begin

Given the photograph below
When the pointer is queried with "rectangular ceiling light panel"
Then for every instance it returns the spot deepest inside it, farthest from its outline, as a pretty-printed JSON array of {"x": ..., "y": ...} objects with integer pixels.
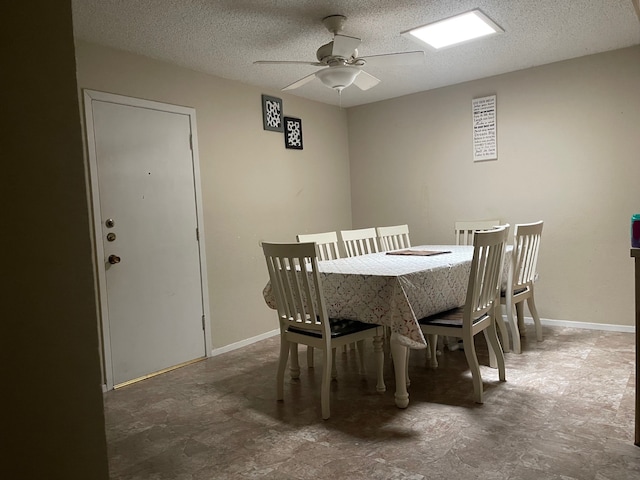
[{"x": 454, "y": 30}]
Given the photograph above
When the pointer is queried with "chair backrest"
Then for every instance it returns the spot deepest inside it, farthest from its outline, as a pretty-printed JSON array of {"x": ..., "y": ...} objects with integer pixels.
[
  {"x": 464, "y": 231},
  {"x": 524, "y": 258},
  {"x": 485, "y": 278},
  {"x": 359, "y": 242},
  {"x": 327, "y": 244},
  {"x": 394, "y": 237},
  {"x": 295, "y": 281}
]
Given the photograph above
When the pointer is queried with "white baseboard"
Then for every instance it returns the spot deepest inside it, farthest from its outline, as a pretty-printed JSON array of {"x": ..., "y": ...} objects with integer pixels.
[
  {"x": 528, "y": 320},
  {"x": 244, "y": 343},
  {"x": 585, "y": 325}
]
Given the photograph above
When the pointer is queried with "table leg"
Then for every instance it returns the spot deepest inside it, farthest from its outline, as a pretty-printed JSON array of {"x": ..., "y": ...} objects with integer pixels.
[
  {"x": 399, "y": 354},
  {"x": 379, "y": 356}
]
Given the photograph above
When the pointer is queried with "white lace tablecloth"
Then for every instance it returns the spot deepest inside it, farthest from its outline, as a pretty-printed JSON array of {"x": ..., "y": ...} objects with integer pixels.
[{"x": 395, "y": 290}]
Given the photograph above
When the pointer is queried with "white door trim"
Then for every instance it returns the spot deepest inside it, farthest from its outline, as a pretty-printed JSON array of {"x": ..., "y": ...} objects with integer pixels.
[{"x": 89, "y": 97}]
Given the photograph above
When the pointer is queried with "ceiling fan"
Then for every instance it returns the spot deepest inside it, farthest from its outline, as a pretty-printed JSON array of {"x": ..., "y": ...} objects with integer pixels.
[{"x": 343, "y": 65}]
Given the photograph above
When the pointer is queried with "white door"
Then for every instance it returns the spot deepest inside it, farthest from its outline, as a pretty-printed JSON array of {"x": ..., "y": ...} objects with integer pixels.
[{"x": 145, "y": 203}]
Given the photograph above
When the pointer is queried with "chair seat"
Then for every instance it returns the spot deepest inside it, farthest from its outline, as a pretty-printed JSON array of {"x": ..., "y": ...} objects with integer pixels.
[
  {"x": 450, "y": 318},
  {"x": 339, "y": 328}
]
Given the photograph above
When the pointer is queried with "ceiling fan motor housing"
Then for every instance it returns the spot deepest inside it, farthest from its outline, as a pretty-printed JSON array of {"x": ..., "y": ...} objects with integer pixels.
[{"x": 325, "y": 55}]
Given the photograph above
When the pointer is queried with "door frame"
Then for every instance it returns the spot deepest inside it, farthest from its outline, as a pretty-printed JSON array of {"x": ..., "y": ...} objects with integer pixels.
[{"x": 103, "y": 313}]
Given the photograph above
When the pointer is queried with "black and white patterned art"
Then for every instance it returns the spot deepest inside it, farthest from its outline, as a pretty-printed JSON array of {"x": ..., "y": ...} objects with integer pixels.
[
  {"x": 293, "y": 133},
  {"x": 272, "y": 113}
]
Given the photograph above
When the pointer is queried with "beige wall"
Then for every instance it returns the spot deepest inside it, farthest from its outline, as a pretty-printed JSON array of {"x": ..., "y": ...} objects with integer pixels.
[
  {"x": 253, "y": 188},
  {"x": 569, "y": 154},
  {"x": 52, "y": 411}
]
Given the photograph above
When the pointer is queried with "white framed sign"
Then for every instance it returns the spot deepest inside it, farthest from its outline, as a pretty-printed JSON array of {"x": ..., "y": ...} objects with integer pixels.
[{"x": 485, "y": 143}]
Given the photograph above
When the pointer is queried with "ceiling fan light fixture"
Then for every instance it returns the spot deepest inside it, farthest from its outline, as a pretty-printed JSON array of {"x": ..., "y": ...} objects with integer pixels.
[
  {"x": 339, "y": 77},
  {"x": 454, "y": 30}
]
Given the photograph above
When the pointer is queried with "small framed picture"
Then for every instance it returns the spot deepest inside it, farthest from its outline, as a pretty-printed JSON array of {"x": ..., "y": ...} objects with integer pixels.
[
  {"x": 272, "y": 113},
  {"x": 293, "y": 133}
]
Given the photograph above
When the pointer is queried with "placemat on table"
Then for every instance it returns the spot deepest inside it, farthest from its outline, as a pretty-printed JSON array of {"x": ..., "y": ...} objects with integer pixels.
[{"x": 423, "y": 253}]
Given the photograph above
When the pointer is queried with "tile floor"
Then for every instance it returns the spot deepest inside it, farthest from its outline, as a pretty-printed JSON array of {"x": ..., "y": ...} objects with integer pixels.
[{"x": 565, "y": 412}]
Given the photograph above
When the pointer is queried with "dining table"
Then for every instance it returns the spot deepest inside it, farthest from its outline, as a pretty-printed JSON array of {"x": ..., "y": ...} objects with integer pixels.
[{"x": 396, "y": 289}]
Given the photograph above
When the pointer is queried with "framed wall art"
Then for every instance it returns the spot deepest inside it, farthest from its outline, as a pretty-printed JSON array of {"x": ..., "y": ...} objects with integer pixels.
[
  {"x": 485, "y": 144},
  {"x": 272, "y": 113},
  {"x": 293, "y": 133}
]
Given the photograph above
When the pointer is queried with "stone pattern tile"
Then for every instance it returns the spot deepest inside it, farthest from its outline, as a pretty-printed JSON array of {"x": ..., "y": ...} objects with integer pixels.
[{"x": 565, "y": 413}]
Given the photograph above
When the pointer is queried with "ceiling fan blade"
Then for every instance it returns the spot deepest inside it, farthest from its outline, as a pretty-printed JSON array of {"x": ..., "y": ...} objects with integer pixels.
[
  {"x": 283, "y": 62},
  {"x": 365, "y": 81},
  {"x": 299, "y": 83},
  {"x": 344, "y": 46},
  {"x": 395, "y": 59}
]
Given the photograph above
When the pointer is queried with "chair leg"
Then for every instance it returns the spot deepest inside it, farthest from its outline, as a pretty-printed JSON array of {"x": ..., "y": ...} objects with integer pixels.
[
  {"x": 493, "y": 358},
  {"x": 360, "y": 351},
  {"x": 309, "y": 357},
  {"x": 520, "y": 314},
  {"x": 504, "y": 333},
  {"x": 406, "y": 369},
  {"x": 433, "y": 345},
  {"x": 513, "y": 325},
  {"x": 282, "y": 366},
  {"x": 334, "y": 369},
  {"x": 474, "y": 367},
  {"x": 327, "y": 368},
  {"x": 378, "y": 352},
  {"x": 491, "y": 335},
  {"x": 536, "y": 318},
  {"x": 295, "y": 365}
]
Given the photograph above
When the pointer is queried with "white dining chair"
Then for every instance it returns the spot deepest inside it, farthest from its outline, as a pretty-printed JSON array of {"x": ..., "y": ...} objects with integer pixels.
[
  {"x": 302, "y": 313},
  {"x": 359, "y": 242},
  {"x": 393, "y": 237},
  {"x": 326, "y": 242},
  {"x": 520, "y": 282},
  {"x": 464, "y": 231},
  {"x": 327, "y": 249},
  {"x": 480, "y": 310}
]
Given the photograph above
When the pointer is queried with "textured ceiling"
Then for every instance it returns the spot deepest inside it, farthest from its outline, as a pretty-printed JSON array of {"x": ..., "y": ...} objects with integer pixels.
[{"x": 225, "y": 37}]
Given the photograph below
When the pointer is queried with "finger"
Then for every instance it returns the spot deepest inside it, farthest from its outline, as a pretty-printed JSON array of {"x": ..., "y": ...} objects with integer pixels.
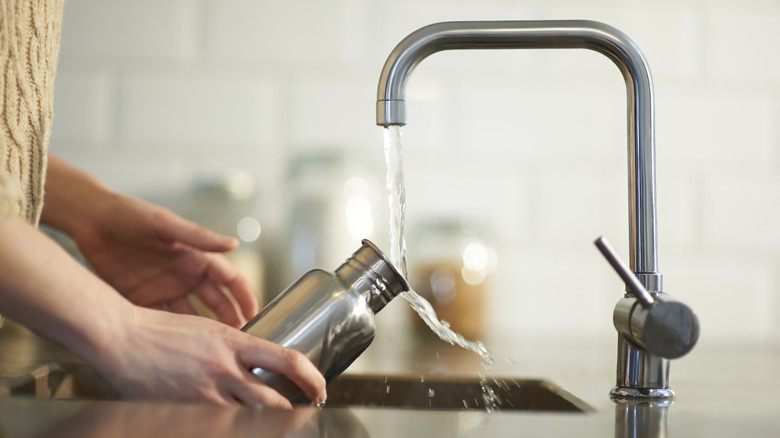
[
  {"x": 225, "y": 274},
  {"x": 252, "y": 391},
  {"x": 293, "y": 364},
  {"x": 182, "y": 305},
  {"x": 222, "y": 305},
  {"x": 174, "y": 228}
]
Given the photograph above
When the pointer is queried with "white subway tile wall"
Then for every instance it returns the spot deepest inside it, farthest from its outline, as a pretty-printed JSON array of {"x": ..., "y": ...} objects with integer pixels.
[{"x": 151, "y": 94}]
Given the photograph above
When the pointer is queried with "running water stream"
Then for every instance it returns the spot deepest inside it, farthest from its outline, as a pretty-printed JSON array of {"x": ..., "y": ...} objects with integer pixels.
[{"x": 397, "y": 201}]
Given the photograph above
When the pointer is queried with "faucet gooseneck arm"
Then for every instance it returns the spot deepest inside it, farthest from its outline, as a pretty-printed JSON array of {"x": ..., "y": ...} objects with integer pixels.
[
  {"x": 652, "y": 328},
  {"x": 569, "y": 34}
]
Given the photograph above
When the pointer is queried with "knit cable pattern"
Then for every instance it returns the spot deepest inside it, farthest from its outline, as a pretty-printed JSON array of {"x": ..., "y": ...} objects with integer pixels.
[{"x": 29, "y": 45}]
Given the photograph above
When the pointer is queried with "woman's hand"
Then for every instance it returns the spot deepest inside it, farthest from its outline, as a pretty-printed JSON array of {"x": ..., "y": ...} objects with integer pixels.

end

- [Given task]: Locate every line of the listing above that contains the word "white" and copy each one out. Only matches with the same capitalization count.

- [Response]:
When the pointer is queried with "white baseboard"
When the pointer is queried with "white lace tablecloth"
When the pointer is queried with "white door trim"
When the pointer is queried with "white door"
When the pointer is queried with "black and white patterned art"
When the pointer is queried with "white framed sign"
When the pointer is queried with "white dining chair"
When the pointer is queried with "white subway tile wall"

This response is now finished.